** THE RECORDS **
########################################

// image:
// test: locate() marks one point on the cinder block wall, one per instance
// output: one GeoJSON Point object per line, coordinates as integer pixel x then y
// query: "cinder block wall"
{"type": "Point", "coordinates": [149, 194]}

########################################

** TRY IT **
Word for word, restate the material above.

** OUTPUT FOR THIS EXERCISE **
// image:
// test: locate() marks one point on the cinder block wall, one per instance
// output: one GeoJSON Point object per line, coordinates as integer pixel x then y
// query: "cinder block wall"
{"type": "Point", "coordinates": [149, 194]}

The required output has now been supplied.